▶ [Questions on the material]:
**a.** In the passage below on the history of Darvaz, in what year did the brothers defeat the Mir at Gharjvin?
**b.** Please translate this sentence from the passage below on the history of Darvaz into Spanish: "In the 1820s and 1830s, Karategin was unified with Darvaz."
**c.** Reproduce word for word the part of the passage below on the history of Darvaz that lies between "He was forced" and "for their release.", inclusive.

▶ [Document extract]:
Segment Open
During this period Darvaz was ruled by a confederation of brothers, all sons of a Shah Gharibullah. (Ghulamov lists these brothers as Tughma Shah, Mansur Khan, 'Aziz Khan, Shahrukh Mirza, Sa'adat Shah, and Sultan Mahmud.) These brothers allied themselves with the rulers of Shughnan against Mir Sultan Shah. In 1749, they defeated the Mir at Gharjvin and took a large portion of his army, including his brother Burhan al-Din into captivity.

He was forced to send a peace delegation, led by a high-ranking religious leader named Mulla 'Azim Akhund Mufti, to Darvaz to plead for their release.

While there, Mulla joined a religious discussion among the nobles and 'ulama of the court and was able to show off his intellect. Tughma Shah quickly took a liking to him and agreed to his request to release the captives.

During the 19th century it was still seen as a stable principality. In the 1820s and 1830s, Karategin was unified with Darvaz.

In the 1830s, Muhammad Murad Beg attempted to conquer the principality, but these attacks were unsuccessful and only encouraged the ruler of Darvaz to counter-raid, as the principality had a strong army compared to its neighbors. In 1839 the ruler of Khoqand, Madali Khan, conquered both Karategin and Darvaz and forced Sultan Mahmud to pay tribute. However, it soon regained its independence. During the rule of Isma'il Shah from 1845 to 1863, Karategin and Shughnan were turned into protectorates and the bekdoms of Kulab and Hisar became its tributaries.

== Conquest by Bukhara ==
During the instability in Khoqand that had been occurring since 1842, the Mir of Karategin, Muhammad Rahim, had provided shelter to political enemies and was adamant on opposing Russian expansion into Central Asia. During the Russian campaign against Khoqand in 1875–76, rumors began to spread of an impending attack by the Mir of Karategin. As a result, when the campaign was over the Emir of Bukhara, Muzaffar, had an excuse to invade both of these principalities.
Segment Closed
▶ [Extracted material]:
Segment Open
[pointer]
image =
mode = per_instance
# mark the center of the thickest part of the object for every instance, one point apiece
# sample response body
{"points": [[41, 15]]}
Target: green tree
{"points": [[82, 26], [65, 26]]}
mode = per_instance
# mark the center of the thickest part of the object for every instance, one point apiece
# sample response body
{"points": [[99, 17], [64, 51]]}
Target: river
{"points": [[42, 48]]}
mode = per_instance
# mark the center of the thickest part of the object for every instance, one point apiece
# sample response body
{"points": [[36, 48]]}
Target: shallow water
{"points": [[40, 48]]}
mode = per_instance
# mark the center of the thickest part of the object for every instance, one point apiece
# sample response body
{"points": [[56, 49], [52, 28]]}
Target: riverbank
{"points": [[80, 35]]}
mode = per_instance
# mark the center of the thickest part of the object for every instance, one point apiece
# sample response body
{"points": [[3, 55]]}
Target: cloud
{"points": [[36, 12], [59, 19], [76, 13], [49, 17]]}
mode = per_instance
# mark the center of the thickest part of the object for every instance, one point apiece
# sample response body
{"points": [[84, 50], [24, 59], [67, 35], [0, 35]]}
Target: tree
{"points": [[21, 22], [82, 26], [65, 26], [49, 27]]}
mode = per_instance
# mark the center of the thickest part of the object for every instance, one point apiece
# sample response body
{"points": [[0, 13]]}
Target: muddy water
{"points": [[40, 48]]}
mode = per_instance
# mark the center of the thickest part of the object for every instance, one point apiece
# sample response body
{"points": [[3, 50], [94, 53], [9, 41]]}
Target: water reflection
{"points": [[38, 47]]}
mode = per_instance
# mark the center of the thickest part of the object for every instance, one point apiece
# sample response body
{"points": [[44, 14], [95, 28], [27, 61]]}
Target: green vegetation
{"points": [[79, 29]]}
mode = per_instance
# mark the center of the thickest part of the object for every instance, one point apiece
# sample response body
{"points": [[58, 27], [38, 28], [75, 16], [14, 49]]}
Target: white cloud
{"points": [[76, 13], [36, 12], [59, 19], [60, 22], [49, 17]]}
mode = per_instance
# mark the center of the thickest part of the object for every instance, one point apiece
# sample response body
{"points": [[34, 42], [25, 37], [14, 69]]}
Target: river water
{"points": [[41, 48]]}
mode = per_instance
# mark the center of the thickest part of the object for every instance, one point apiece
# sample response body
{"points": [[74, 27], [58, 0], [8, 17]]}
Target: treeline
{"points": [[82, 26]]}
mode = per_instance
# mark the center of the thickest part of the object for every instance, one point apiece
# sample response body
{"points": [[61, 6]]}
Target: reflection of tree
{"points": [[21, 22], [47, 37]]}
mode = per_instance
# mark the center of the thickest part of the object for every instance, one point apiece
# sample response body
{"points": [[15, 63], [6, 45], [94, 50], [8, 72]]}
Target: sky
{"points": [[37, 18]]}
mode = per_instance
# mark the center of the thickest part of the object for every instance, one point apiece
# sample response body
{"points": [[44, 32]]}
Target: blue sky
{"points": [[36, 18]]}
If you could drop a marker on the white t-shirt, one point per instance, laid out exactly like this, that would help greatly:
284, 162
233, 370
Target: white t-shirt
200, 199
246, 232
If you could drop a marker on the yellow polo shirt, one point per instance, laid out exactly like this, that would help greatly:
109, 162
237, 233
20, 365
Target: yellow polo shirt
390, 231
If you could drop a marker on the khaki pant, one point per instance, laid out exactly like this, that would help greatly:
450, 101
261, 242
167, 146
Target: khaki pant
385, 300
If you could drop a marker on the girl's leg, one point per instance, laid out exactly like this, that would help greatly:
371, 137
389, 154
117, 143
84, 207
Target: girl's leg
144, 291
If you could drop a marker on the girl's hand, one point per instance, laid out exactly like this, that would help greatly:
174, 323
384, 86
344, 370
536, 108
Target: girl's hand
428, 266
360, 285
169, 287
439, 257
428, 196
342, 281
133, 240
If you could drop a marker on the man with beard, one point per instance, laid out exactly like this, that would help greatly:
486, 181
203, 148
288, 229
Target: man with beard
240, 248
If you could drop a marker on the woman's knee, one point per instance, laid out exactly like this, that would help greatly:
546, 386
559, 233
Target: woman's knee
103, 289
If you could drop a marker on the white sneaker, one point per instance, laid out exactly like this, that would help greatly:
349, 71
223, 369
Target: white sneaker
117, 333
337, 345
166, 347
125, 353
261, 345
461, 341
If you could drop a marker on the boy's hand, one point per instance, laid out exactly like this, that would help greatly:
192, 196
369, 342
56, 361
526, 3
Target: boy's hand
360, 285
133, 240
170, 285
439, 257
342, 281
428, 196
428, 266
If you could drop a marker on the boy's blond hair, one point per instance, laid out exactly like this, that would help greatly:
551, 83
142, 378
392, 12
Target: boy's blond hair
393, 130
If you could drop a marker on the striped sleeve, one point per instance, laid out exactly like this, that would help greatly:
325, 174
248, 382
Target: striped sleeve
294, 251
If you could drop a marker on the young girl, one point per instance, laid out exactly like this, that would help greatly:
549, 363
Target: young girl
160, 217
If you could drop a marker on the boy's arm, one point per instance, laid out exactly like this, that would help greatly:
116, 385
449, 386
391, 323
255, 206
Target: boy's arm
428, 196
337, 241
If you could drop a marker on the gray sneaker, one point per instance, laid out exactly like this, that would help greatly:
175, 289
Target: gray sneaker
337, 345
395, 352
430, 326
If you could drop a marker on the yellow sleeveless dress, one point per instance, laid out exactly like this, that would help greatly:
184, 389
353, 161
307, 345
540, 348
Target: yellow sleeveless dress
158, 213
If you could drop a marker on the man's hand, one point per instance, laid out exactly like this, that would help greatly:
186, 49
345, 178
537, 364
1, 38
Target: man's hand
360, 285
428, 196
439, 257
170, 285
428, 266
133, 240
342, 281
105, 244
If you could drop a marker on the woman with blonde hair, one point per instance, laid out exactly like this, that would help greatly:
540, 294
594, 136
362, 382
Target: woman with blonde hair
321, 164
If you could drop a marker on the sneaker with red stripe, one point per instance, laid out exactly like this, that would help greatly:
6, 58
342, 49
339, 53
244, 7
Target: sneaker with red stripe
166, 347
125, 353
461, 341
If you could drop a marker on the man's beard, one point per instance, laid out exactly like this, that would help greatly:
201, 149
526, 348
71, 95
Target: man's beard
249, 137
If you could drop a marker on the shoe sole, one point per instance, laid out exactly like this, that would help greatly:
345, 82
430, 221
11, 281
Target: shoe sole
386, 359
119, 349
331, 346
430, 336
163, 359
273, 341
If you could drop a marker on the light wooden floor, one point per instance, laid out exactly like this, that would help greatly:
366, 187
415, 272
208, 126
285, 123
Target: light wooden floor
Segment Closed
▶ [Answers by task]:
**a.** 1749

**b.** En las décadas de 1820 y 1830, Karategin se unificó con Darvaz.

**c.**
He was forced to send a peace delegation, led by a high-ranking religious leader named Mulla 'Azim Akhund Mufti, to Darvaz to plead for their release.